Darren Hayman (born 1 December 1970) is an English singer-songwriter and guitarist. He is best known as the writer, lead singer, and guitarist in Hefner. Since Hefner disbanded in 2002, Hayman has embarked on a prolific solo career releasing twelve albums under his own name and appearing on albums by Papernut Cambridge, Rotifer and The Great Electric. He has regularly worked with The Wave Pictures, producing an album for them, directing three of their music videos and briefly employing them as his backing band. In January 2011 Hayman recorded and released a song every day in the month of January, working with many collaborators. Hayman also paints and has exhibited his work at exhibitions about animals in space and racing dogs.

Career
Hayman first made a name for himself as the lead singer and main songwriter in UK indie rock band Hefner, who were big favourites of the late John Peel. The band split in 2002, their discography numbering four studio albums as well as a number of compilations and a live album.

Hayman's first works after Hefner were an album with The French and an EP with The Stereo Morphonium. Both were electronic projects. Hayman stated afterwards that he "spunked his career up the wall spectacularly" by following Hefner with the electronic The French.

Hayman's debut solo album Table for One was released in 2006 by Track & Field, receiving a five star review in The Guardian. It was followed in 2007 by Darren Hayman & the Secondary Modern, his second solo album, featuring a new backing band. The album featured guest appearances from singer-songwriter John Howard and Pete Astor (of The Loft and The Weather Prophets fame). Hayman employed The Wave Pictures as his backing band for a short tour in 2007, resulting in the live album Madrid, credited to Darren Hayman & The Wave Pictures.

## DATA LINES
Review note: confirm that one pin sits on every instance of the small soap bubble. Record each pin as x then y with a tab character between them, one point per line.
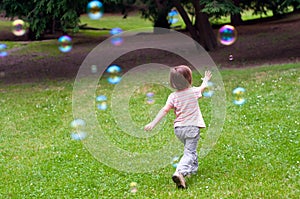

## REQUIRED TASKS
1. Answer these questions using the Darren Hayman passage above.
(a) In what year did Hefner split?
(b) Which label released Hayman's debut solo album Table for One?
(c) What did Hayman do every day in January 2011?
2. According to the Darren Hayman passage above, how did the live album Madrid come about? Explain in one to three sentences.
3. Write out the part of the Darren Hayman passage above that begins at the words "Hayman's first works" and stops after "The Wave Pictures.".

## SOLUTIONS PER TASK
1.
(a) 2002.
(b) Track & Field.
(c) He recorded and released a song.

2. Hayman used The Wave Pictures as his backing band for a short tour in 2007. That tour produced the live album Madrid, which is credited to Darren Hayman & The Wave Pictures.

3.
Hayman's first works after Hefner were an album with The French and an EP with The Stereo Morphonium. Both were electronic projects. Hayman stated afterwards that he "spunked his career up the wall spectacularly" by following Hefner with the electronic The French.

Hayman's debut solo album Table for One was released in 2006 by Track & Field, receiving a five star review in The Guardian. It was followed in 2007 by Darren Hayman & the Secondary Modern, his second solo album, featuring a new backing band. The album featured guest appearances from singer-songwriter John Howard and Pete Astor (of The Loft and The Weather Prophets fame). Hayman employed The Wave Pictures as his backing band for a short tour in 2007, resulting in the live album Madrid, credited to Darren Hayman & The Wave Pictures.